Source data
=-=-=-=-=

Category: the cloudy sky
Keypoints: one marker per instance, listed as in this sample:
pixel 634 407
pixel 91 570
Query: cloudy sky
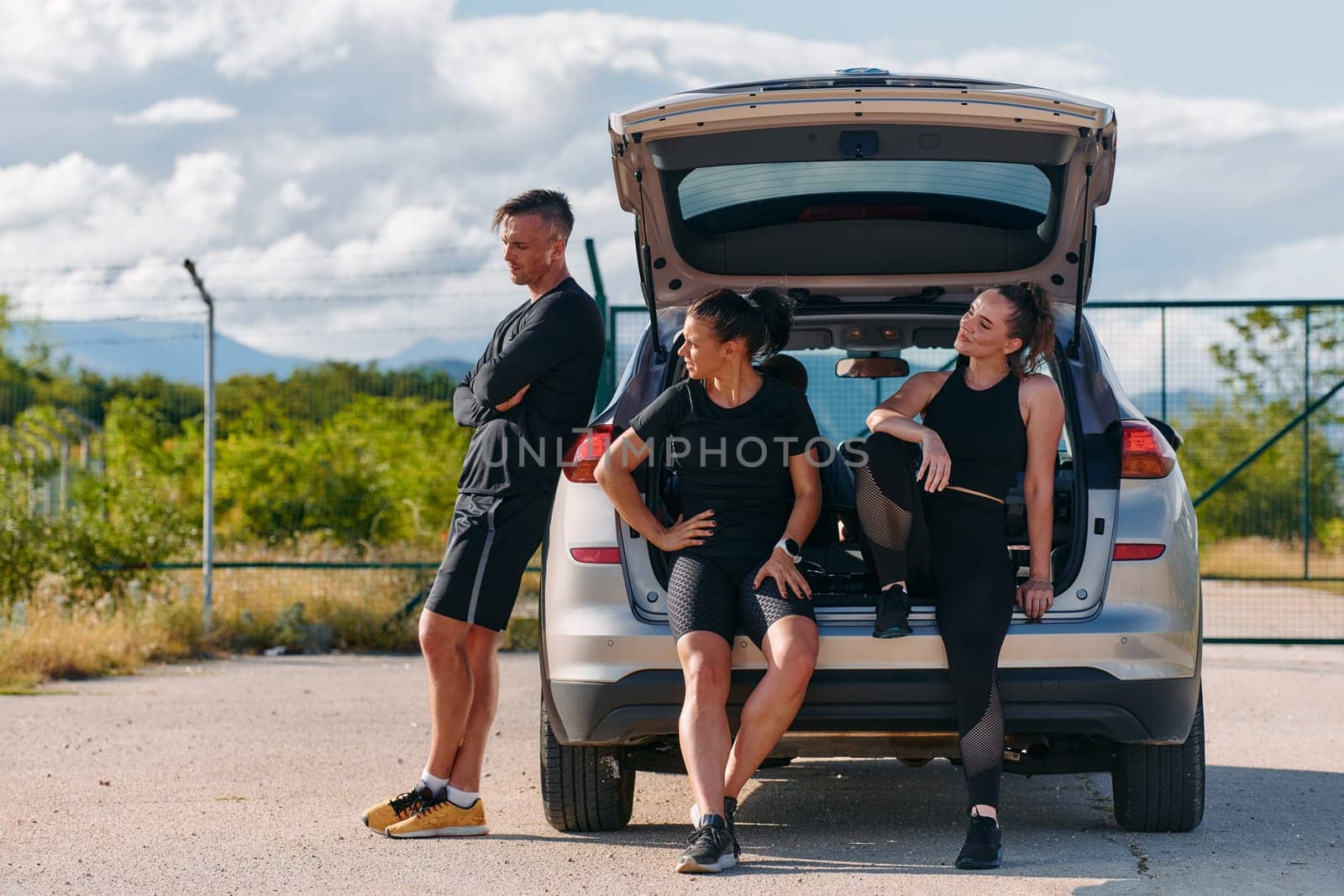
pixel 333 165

=-=-=-=-=

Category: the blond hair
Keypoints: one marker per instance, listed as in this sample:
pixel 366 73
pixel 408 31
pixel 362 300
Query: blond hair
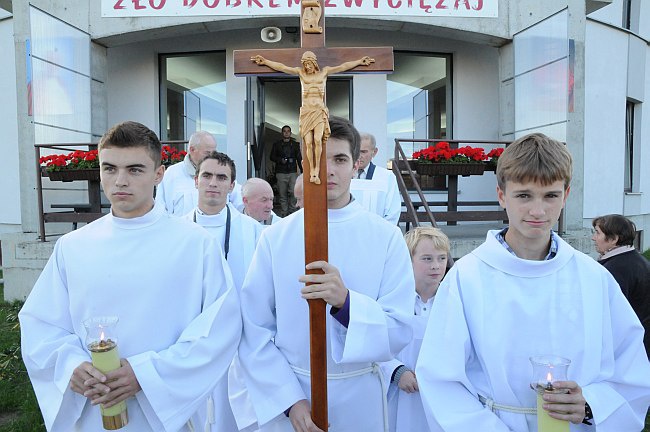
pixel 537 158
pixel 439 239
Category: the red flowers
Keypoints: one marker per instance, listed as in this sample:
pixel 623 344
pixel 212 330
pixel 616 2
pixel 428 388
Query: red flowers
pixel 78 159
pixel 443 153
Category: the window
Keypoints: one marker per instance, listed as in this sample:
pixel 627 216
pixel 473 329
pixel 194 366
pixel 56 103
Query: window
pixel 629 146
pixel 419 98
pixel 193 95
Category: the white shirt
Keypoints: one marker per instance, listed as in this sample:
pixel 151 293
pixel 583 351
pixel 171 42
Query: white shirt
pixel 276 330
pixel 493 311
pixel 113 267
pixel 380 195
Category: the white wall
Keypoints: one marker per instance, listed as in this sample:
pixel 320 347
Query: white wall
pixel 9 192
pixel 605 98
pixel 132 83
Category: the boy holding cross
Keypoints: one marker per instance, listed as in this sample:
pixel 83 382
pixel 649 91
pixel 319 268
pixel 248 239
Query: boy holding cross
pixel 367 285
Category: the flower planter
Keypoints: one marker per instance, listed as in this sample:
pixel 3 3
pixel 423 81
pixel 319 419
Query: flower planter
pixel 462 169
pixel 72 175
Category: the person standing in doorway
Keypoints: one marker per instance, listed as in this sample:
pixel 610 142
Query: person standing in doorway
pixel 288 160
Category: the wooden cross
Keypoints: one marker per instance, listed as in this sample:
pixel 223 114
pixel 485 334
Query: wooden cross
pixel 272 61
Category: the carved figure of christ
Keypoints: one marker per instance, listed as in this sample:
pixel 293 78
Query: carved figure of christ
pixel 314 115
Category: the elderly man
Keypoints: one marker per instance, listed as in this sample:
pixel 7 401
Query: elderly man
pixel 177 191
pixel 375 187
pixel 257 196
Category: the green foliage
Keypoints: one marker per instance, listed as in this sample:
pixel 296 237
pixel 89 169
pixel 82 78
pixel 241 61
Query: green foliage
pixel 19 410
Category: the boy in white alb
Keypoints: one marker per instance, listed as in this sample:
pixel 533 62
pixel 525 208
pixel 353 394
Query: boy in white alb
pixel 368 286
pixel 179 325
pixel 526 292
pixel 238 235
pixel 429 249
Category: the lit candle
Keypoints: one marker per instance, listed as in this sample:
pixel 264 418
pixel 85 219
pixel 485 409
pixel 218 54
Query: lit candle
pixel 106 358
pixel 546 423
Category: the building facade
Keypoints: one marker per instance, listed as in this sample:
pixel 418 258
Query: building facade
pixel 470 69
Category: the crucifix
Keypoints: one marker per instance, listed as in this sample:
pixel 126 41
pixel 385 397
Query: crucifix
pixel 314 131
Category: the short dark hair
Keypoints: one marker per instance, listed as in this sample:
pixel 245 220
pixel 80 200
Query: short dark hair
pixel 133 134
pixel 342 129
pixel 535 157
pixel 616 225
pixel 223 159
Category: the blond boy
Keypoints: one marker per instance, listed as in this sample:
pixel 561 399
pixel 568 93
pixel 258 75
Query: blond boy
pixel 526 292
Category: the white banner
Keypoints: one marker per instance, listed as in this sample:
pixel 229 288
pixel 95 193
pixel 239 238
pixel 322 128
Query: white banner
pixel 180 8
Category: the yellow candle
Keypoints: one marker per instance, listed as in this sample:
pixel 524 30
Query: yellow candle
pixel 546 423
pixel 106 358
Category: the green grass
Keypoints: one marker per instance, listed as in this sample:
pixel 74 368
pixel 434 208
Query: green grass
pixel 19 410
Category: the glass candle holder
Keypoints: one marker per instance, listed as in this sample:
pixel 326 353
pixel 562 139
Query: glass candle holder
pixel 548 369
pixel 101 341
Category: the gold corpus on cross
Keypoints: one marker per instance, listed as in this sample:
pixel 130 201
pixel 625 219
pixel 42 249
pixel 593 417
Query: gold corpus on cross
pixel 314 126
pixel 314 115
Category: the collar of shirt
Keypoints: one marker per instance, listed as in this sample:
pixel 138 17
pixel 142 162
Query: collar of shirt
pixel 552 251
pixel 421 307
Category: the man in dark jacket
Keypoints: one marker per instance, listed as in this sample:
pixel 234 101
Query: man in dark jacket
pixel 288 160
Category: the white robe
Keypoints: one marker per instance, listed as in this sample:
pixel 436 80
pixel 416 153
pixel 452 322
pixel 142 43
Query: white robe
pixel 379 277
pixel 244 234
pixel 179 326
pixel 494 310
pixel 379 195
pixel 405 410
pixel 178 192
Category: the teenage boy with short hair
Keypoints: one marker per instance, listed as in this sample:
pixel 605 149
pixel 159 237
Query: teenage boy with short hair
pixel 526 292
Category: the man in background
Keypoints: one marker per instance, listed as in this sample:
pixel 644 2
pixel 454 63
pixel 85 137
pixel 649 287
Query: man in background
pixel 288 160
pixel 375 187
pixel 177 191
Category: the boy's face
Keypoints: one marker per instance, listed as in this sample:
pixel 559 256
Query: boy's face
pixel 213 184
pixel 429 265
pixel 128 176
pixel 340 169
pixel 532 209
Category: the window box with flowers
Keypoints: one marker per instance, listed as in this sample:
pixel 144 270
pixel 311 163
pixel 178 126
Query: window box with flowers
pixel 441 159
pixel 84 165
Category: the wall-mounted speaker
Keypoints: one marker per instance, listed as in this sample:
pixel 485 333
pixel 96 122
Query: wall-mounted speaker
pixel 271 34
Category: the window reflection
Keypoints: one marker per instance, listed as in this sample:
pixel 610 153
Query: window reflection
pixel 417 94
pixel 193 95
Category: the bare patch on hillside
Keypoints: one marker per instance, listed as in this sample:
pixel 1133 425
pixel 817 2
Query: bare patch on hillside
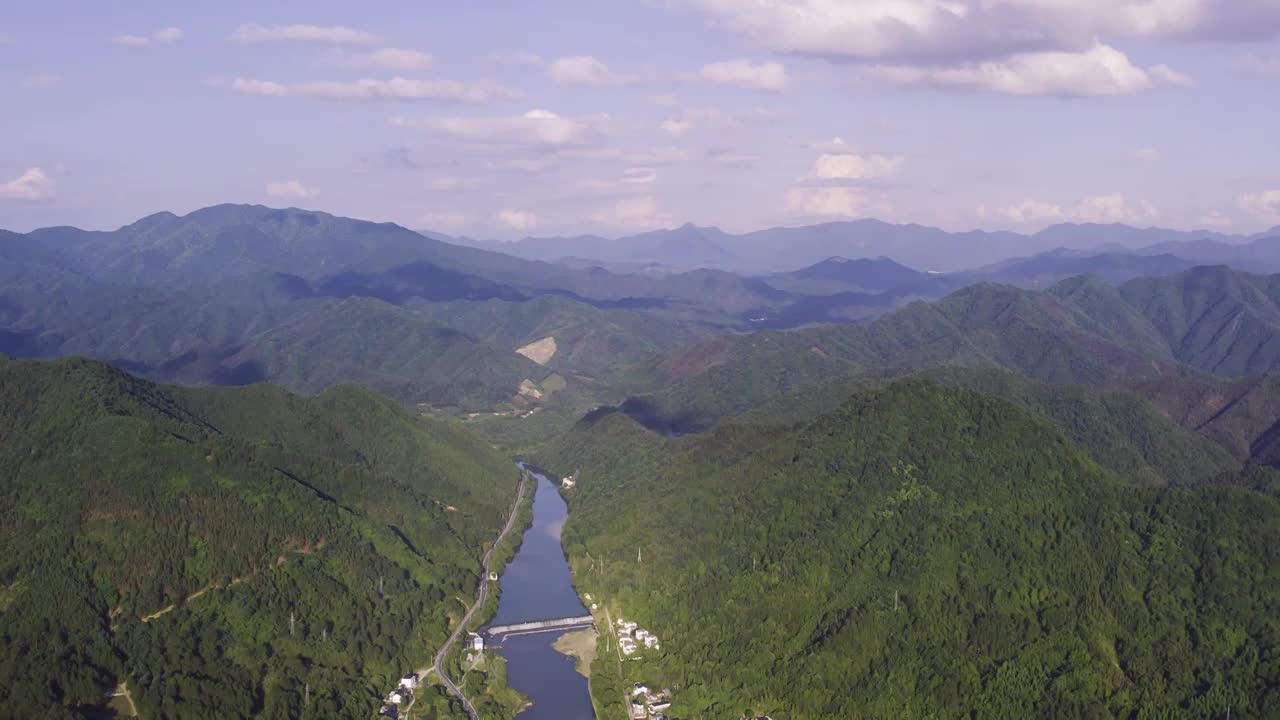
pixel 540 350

=-=-=-=-=

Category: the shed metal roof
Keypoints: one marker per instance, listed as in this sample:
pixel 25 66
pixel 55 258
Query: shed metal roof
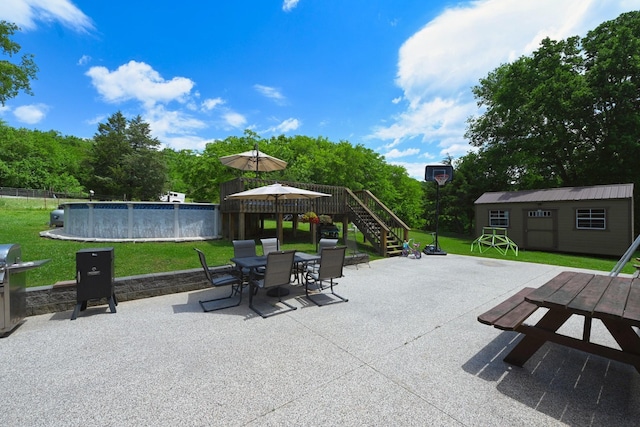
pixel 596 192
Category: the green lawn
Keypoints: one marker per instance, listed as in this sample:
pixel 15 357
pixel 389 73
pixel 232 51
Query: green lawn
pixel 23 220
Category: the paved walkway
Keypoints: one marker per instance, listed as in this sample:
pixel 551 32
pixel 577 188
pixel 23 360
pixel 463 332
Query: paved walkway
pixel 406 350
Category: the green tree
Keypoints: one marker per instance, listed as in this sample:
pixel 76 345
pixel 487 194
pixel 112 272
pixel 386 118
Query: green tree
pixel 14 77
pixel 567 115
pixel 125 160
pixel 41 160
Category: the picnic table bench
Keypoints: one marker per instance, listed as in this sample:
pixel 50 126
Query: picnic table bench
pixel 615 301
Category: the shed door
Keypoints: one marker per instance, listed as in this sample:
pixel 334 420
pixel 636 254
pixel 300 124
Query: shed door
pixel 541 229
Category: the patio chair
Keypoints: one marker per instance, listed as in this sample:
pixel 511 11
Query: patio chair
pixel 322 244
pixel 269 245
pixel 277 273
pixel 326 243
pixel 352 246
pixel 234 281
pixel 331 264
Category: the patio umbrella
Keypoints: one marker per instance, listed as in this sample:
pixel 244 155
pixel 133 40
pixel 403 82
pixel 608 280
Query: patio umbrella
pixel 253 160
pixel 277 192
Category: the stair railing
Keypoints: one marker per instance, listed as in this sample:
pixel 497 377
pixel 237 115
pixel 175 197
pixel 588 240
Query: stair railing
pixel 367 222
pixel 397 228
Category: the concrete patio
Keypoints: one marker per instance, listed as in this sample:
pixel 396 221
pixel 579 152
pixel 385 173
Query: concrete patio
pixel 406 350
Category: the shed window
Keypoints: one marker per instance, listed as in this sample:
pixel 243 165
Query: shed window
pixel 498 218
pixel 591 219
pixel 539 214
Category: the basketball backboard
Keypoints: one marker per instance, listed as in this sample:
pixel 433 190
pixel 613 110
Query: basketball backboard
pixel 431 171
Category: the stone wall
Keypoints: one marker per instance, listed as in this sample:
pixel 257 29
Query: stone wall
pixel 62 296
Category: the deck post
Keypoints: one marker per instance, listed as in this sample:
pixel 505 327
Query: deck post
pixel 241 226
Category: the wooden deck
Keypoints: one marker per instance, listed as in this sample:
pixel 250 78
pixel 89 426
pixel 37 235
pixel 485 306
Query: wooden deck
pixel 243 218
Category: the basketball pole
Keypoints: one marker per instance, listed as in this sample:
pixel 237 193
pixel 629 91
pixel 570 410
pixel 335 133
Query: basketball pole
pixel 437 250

=-=-=-=-=

### Aim
Copy out the lines between the one containing "Category: the blond boy" and the one containing "pixel 421 307", inclusive, with no changes.

### Finished exercise
Category: the blond boy
Keypoints: one marker per instance, listed as in this sample:
pixel 561 399
pixel 568 93
pixel 258 75
Query: blond boy
pixel 526 292
Category: the white banner
Keypoints: one marker per instance, listed as in this sample:
pixel 229 288
pixel 95 193
pixel 239 238
pixel 322 128
Query: white banner
pixel 180 8
Category: the yellow candle
Keypoints: one marker per instance, listed as in this sample:
pixel 524 30
Query: yellow candle
pixel 546 423
pixel 106 358
Category: the green grass
Keypoints: one marker per instance, listed as in this sample:
pixel 74 368
pixel 434 208
Query: green grass
pixel 19 410
Category: the glass candle holder
Keypoints: one marker per instance, listed as in this sample:
pixel 326 353
pixel 562 139
Query: glass candle holder
pixel 548 369
pixel 101 341
Category: the gold corpus on cross
Keypoints: one marker per instance, listed as in this sample:
pixel 130 201
pixel 625 219
pixel 42 249
pixel 593 417
Query: gold corpus on cross
pixel 314 126
pixel 314 115
Category: the collar of shirt
Keypoints: one marker per instance, listed as in this sample:
pixel 138 17
pixel 142 162
Query: collar of shirt
pixel 552 251
pixel 421 307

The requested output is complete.